Written task A
Translate this sentence from the forum thread on binary division into Spanish: "You find the initial estimate using a look-up ROM."
Written task B
Rewrite the records from their first line through the line containing "[446,292,470,312]", swapping "occurrence" for "instance" and leaving everything else unchanged.

Source passage
************

Breaking News
Blog

# Doing Math in FPGAs, Part 5 (Binary Division)

NO RATINGS
3 saves
Page 1 / 2 Next >
User Rank
Blogger
Re: Doing division
2/21/2014 3:52:51 PM
NO RATINGS
@betajet:

I was thinking specifically of Newton-Raphson (N-R).  Wikipedia covers the gory details of the theory behind it so I won't repeat it here.

Yeah, I have actually read through the whole thing.  I really like that it finishes in log(N) steps (if your special cases are handled, and you have a good initial guess).  The problem with it is the generalization to "any" implementation - I don't see a good way to package up an initial guess - I suppose I could just make it half of 2^N, but then it might not be saving me anything...  Of course this is because I want to generalize it for fixed-point.  I see that it may be a bit easier for floating point.

User Rank
CEO
Re: Doing division
2/21/2014 3:43:36 PM
NO RATINGS
I was thinking specifically of Newton-Raphson (N-R).  Wikipedia covers the gory details of the theory behind it so I won't repeat it here.

Basically, to do floating-point division with N-R, you want to find the reciprocal of the denominator D.  To use N-R, you first estimate the reciprocal X[0] and then refine the estimate using the N-R iteration X[i+1] = X[i] * (2 - D * X[i]) which has only multiples and adds.  Each iteration reduces the error quadratically, so if you start with an estimate that's accurate to 13 bits, one iteration gives you 26 bits (single precision) and two gives you 52 bits (double precision).  It you have high-speed multiplication hardware, this is a great way to go.

You find the initial estimate using a look-up ROM.  The denominator D is a binary floating-point number of the form M * 2^E, where mantissa M is between 0.5 and 1.0.  To calculate your first estimate X[0], look up the 12-16 MSbs of M in a ROM to get a number between 2.0 and 1.0, divided by 2 to renormalize it to between 0.5 and 1.0.  The exponent is easy: just negate it and add 1 to compensate for the mantissa look-up.  In other words, X[0] = XM * 2^(1-E) where XM is the value read from the ROM.

You need to handle some special cases:  If M is zero or an unnormalized fraction, 1/D is +infinity.  If D is +infinity, 1/D is +0.

There is also a good N-R iteration for calculating square roots.  In this case, you actually calculate 1/sqrt(x) and then multiply by x to get sqrt(x).

************

Data section

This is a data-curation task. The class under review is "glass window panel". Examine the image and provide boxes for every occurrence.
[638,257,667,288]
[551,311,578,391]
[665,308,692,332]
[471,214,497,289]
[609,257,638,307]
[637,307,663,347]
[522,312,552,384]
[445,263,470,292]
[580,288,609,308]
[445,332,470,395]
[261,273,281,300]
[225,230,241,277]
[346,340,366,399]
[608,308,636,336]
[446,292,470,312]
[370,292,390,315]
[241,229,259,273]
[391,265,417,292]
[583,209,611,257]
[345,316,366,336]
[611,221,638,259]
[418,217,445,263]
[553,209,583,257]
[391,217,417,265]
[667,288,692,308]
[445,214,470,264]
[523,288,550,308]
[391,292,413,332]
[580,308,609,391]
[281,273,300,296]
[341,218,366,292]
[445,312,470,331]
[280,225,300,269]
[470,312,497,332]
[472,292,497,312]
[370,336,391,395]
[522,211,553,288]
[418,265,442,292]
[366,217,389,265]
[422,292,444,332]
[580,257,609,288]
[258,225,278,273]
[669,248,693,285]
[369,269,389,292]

************

Written response A
La estimación inicial se obtiene mediante una ROM de consulta.

Written response B
This is a data-curation task. The class under review is "glass window panel". Examine the image and provide boxes for every instance.
[638,257,667,288]
[551,311,578,391]
[665,308,692,332]
[471,214,497,289]
[609,257,638,307]
[637,307,663,347]
[522,312,552,384]
[445,263,470,292]
[580,288,609,308]
[445,332,470,395]
[261,273,281,300]
[225,230,241,277]
[346,340,366,399]
[608,308,636,336]
[446,292,470,312]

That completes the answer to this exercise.